• Dataset records
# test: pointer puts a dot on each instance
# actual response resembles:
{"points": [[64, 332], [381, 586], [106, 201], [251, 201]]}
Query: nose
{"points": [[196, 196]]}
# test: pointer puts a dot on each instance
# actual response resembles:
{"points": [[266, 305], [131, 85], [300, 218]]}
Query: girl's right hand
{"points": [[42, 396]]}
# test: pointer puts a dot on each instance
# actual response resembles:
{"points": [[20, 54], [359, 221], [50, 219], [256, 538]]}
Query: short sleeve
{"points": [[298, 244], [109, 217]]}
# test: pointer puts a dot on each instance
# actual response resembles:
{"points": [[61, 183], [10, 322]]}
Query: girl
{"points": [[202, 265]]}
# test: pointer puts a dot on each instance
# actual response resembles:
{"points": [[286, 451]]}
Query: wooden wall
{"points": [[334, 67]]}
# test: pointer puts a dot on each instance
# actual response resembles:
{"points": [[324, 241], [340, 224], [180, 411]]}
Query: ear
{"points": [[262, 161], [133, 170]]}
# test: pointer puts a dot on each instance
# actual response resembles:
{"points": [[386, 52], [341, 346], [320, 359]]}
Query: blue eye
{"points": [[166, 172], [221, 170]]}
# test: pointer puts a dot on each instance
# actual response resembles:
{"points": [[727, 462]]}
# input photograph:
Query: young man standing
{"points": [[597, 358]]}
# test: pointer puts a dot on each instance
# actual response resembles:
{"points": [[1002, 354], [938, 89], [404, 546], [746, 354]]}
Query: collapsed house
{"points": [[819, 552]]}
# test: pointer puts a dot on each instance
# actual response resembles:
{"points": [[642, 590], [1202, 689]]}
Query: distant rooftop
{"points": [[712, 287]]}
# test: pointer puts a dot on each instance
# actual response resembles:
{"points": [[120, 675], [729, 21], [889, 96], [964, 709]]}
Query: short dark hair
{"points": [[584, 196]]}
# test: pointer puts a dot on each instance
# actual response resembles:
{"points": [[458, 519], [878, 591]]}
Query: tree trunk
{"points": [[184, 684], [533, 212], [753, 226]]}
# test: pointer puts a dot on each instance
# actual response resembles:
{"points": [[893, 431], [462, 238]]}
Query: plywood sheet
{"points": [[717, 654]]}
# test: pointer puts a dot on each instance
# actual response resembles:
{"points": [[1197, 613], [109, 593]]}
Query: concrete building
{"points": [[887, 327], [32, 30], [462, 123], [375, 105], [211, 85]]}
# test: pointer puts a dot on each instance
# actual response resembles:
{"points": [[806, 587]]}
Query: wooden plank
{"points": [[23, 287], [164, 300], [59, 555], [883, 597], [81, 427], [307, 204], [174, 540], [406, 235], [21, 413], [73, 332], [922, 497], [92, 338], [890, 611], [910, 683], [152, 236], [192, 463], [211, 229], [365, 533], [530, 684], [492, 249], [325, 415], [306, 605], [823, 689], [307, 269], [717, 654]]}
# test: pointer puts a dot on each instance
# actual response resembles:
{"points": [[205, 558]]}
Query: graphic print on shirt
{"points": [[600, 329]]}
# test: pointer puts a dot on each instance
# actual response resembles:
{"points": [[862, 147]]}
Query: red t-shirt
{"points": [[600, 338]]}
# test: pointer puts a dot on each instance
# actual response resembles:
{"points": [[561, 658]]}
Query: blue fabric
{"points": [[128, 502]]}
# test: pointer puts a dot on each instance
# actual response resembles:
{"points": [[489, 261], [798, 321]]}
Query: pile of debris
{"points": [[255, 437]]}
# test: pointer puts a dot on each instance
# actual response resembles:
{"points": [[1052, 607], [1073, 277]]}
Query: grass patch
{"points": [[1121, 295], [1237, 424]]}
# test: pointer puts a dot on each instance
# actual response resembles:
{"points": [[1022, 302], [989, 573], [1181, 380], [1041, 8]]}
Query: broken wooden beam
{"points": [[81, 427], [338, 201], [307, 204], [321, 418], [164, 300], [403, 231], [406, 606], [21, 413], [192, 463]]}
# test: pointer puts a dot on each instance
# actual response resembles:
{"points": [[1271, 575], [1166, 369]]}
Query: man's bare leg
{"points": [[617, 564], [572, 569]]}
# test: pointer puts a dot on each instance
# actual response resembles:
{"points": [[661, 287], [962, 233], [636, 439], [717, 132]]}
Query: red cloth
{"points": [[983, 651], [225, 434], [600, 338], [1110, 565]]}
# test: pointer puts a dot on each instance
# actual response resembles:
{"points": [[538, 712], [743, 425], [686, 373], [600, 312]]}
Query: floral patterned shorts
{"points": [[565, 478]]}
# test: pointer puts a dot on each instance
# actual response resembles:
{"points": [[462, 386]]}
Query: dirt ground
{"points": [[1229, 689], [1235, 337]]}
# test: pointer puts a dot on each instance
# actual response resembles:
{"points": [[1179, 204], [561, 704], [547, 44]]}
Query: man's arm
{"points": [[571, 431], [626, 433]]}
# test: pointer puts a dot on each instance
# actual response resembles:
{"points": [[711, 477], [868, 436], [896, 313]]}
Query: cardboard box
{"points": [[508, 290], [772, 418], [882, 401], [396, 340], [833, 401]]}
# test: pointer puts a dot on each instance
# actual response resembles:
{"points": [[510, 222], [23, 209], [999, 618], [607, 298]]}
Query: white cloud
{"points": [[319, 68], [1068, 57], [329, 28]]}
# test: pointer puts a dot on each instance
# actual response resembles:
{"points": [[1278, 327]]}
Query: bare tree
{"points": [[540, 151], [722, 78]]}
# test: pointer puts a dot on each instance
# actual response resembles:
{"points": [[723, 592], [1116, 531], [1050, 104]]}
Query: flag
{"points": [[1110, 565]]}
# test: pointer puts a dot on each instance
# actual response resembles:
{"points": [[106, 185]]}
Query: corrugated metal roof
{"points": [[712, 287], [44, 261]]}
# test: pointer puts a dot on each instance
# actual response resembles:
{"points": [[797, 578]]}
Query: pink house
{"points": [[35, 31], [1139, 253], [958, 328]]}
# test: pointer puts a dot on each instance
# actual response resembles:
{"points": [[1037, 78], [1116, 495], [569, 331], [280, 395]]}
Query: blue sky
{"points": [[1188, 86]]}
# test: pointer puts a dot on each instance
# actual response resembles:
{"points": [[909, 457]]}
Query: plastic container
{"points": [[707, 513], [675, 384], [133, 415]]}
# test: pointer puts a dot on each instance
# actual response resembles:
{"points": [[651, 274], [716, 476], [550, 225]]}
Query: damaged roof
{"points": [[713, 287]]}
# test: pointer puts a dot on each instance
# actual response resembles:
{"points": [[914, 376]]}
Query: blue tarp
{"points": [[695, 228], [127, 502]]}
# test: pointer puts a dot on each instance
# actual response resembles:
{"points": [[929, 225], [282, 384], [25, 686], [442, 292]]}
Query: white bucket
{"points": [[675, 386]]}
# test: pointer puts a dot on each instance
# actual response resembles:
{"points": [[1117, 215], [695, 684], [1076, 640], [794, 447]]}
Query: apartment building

• Aim of the task
Print the listing above in its entirety, with every line exact.

• Solution for this task
# test: pointer puts a dot on each instance
# actual response resembles:
{"points": [[64, 332], [381, 586], [106, 201], [251, 201]]}
Query: nose
{"points": [[196, 196]]}
# test: pointer puts a dot on each instance
# actual response resembles:
{"points": [[266, 305], [131, 85], [300, 218]]}
Query: girl's right hand
{"points": [[42, 396]]}
# test: pointer puts a dot on each instance
# actual response resembles:
{"points": [[20, 54], [359, 221], [50, 219], [256, 538]]}
Query: short sleeve
{"points": [[298, 244], [109, 217]]}
# test: pointer puts a dot on each instance
# actual response resembles:
{"points": [[61, 183], [10, 322]]}
Query: girl
{"points": [[202, 265]]}
# test: pointer puts a dot on each instance
# actual response resembles:
{"points": [[286, 451]]}
Query: wooden wall
{"points": [[334, 67]]}
# test: pointer puts a dot on each instance
# actual response resembles:
{"points": [[324, 241], [340, 224], [180, 411]]}
Query: ear
{"points": [[262, 161], [133, 170]]}
# test: pointer puts a dot on each instance
# actual response resembles:
{"points": [[386, 52], [341, 346], [320, 359]]}
Query: blue eye
{"points": [[166, 172], [221, 170]]}
# test: pointer puts a dot on each instance
# actual response resembles:
{"points": [[727, 462]]}
# input photograph:
Query: young man standing
{"points": [[597, 358]]}
# test: pointer puts a dot on each instance
# actual response resembles:
{"points": [[1002, 354], [938, 89], [404, 546], [746, 354]]}
Query: collapsed house
{"points": [[819, 552]]}
# test: pointer puts a dot on each instance
# actual response resembles:
{"points": [[642, 590], [1202, 689]]}
Query: distant rooftop
{"points": [[712, 287]]}
# test: pointer puts a dot on each instance
# actual response resembles:
{"points": [[120, 675], [729, 21], [889, 96], [964, 709]]}
Query: short dark hair
{"points": [[584, 196]]}
# test: pointer puts a dot on each instance
# actual response resembles:
{"points": [[458, 519], [878, 591]]}
Query: tree trunk
{"points": [[184, 684], [533, 212], [753, 226]]}
# test: pointer puts a dot on each instance
# actual response resembles:
{"points": [[893, 431], [462, 238]]}
Query: plywood sheet
{"points": [[717, 654]]}
# test: pointer puts a dot on each instance
# actual response resembles:
{"points": [[1197, 613], [109, 593]]}
Query: concrete building
{"points": [[887, 327], [32, 30], [462, 123], [375, 105], [211, 85]]}
# test: pointer puts a dot on each instance
# actual response resembles:
{"points": [[806, 587]]}
Query: wooden plank
{"points": [[23, 287], [164, 300], [59, 555], [883, 597], [81, 427], [307, 204], [174, 540], [406, 235], [21, 413], [73, 332], [922, 497], [92, 338], [890, 611], [910, 683], [152, 236], [192, 463], [211, 229], [365, 533], [530, 684], [492, 249], [325, 415], [306, 605], [823, 689], [307, 269], [717, 654]]}
# test: pointer puts a dot on each instance
# actual response resembles:
{"points": [[205, 558]]}
Query: graphic print on shirt
{"points": [[600, 329]]}
# test: pointer puts a dot on each instance
# actual response resembles:
{"points": [[862, 147]]}
Query: red t-shirt
{"points": [[600, 338]]}
# test: pointer puts a dot on each instance
# actual response resembles:
{"points": [[561, 658]]}
Query: blue fabric
{"points": [[128, 502]]}
# test: pointer puts a dot on each instance
# actual response resembles:
{"points": [[489, 261], [798, 321]]}
Query: pile of debris
{"points": [[255, 437]]}
# test: pointer puts a dot on each instance
# actual response resembles:
{"points": [[1052, 607], [1073, 277]]}
Query: grass patch
{"points": [[1121, 295], [1237, 424]]}
# test: pointer puts a dot on each instance
# actual response resembles:
{"points": [[1022, 302], [989, 573], [1181, 380], [1041, 8]]}
Query: broken wooden beam
{"points": [[81, 427], [338, 201], [307, 204], [321, 418], [164, 300], [403, 231], [406, 606], [21, 413], [192, 463]]}
# test: pointer puts a dot on each instance
# actual response resembles:
{"points": [[1271, 575], [1166, 369]]}
Query: man's bare leg
{"points": [[617, 564], [572, 569]]}
# test: pointer puts a dot on each instance
# actual response resembles:
{"points": [[661, 287], [962, 233], [636, 439], [717, 132]]}
Query: red cloth
{"points": [[983, 651], [225, 434], [600, 338], [1110, 565]]}
# test: pointer puts a dot on each instance
# actual response resembles:
{"points": [[538, 712], [743, 425], [686, 373], [600, 312]]}
Query: floral patterned shorts
{"points": [[565, 478]]}
# test: pointer puts a dot on each instance
# actual response resembles:
{"points": [[462, 386]]}
Query: dirt ground
{"points": [[1229, 689], [1235, 337]]}
# test: pointer puts a dot on each instance
# actual response resembles:
{"points": [[1179, 204], [561, 704], [547, 44]]}
Query: man's arm
{"points": [[571, 431], [626, 433]]}
# test: pointer puts a dot on each instance
# actual response resembles:
{"points": [[711, 477], [868, 436], [896, 313]]}
Query: cardboard box
{"points": [[508, 290], [772, 418], [882, 401], [396, 340], [833, 401]]}
# test: pointer puts a dot on each instance
# actual response resembles:
{"points": [[510, 222], [23, 209], [999, 618], [607, 298]]}
Query: white cloud
{"points": [[319, 68], [1068, 57], [329, 28]]}
# test: pointer puts a dot on each instance
# actual response resembles:
{"points": [[1278, 327]]}
Query: bare tree
{"points": [[540, 151], [722, 78]]}
# test: pointer puts a dot on each instance
# actual response resembles:
{"points": [[723, 592], [1116, 531], [1050, 104]]}
Query: flag
{"points": [[1110, 565]]}
# test: pointer puts a dot on each instance
# actual response resembles:
{"points": [[106, 185]]}
Query: corrugated metal roof
{"points": [[712, 287], [44, 261]]}
# test: pointer puts a dot on each instance
# actual response resembles:
{"points": [[797, 578]]}
Query: pink house
{"points": [[35, 31], [1139, 253], [958, 328]]}
# test: pointer puts a dot on each instance
# actual response resembles:
{"points": [[1037, 78], [1116, 495], [569, 331], [280, 395]]}
Query: blue sky
{"points": [[1188, 86]]}
# test: pointer puts a dot on each instance
# actual response resembles:
{"points": [[909, 457]]}
Query: plastic container
{"points": [[707, 513], [675, 384], [133, 415]]}
# test: pointer puts a dot on each instance
# actual response resembles:
{"points": [[651, 274], [716, 476], [550, 225]]}
Query: damaged roof
{"points": [[713, 287]]}
# test: pointer puts a dot on each instance
# actual response resembles:
{"points": [[914, 376]]}
Query: blue tarp
{"points": [[695, 228], [127, 502]]}
# test: pointer puts a dot on each instance
# actual response resembles:
{"points": [[929, 225], [282, 384], [25, 686], [442, 292]]}
Query: white bucket
{"points": [[675, 386]]}
# test: pointer puts a dot on each instance
# actual response resembles:
{"points": [[1117, 215], [695, 684], [1076, 640], [794, 447]]}
Query: apartment building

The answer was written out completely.